出典:
>>>
JSY$_INVCALL ルーチンの呼び出し順序が正しくない。
変換開始ルーチンを呼び出した後に呼び出すこと。
JSY$_ INVCLSNUM 文節番号の指定が正しくない。
JSY$_RMSERR 辞書I/Oの最中にRMSのエラーが起きた。
JLB$CNV_IO_ERRORまたはJSY$CNV_ IO_ERRORルーチンを呼び出せば,エラーの詳細がわかる。

JLB$CNV_PREV_WORD

JSY$CNV_PREV_WORD

自立語前候補ルーチン

引数で指定された文節の自立語の前候補を採用して,新しい漢字文字列を作り, 変換ルーチンの内部バッファに格納します。JLB$CNV_GET_KANJIまたは JSY$CNV_GET_KANJIルーチンにより新しい漢字文字列を返します。 漢字文字列の文節の数と区切りは変化しません。

<形式>

status = JLB$CNV_PREV_WORD ( clause-no )

<引数>

clause-no
 JLB usage :前候補漢字列を要求する文節の番号
 type :Longword
 access :入力のみ
 mechanism :Reference渡し
  1以上JLB$CNV_GET_ KANJIまたはJSY$CNV_GET_KANJIルーチンで返った文節数以下を指定する。

<形式>

status = JSY$CNV_PREV_WORD ( clause-no )

<引数>

clause-no
 JSY usage :前候補漢字列を要求する文節の番号
 type :Longword
 access :入力のみ
 mechanism :Value渡し
  1以上JLB$CNV_GET_KANJIまたはJSY$CNV_ GET_KANJIルーチンで返った文節数以下を指定する。

<戻り値>

status SS$_NORMAL 正常終了
JSY$_ CNVINTERR 変換ルーチンの内部エラーが起きた。
JSY$_ INVCALL ルーチンの呼び出し順序が正しくない。
変換開始ルーチンを呼び出した後に呼び出すこと。
JSY$_INVCLSNUM 文節番号の指定が正しくない。
JSY$_RMSERR 辞書I/Oの最中にRMSのエラーが起きた。
JLB$CNV_IO_ERRORまたはJSY$CNV_IO_ERRORルーチンを呼び出せば,エラーの詳細がわかる。

JLB$CNV_GET_CLAUSE

JSY$CNV_GET_CLAUSE

文節位置情報ルーチン

引数で指定した文節の各種情報を返します。
<<<
課題: 出典の「JSY$_INVCLSNUM 文節番号の指定が正しくない。」から「引数で指定した文節の各種情報を返します。」までを、両端を含めて一字一句書き写してください。

項目一覧:
>>>
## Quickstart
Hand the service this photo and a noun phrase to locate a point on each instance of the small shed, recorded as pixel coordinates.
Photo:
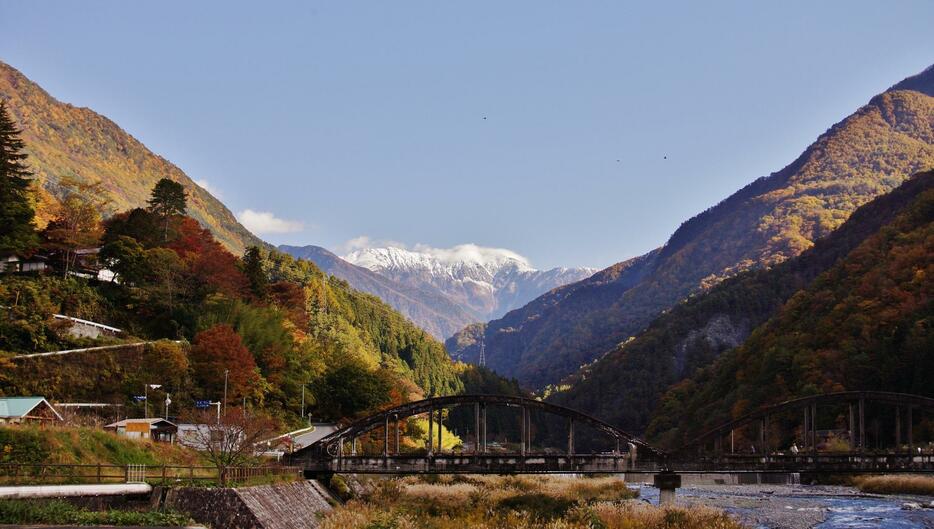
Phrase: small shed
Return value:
(27, 409)
(155, 428)
(16, 264)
<<<
解答:
JSY$_INVCLSNUM 文節番号の指定が正しくない。
JSY$_RMSERR 辞書I/Oの最中にRMSのエラーが起きた。
JLB$CNV_IO_ERRORまたはJSY$CNV_IO_ERRORルーチンを呼び出せば,エラーの詳細がわかる。

JLB$CNV_GET_CLAUSE

JSY$CNV_GET_CLAUSE

文節位置情報ルーチン

引数で指定した文節の各種情報を返します。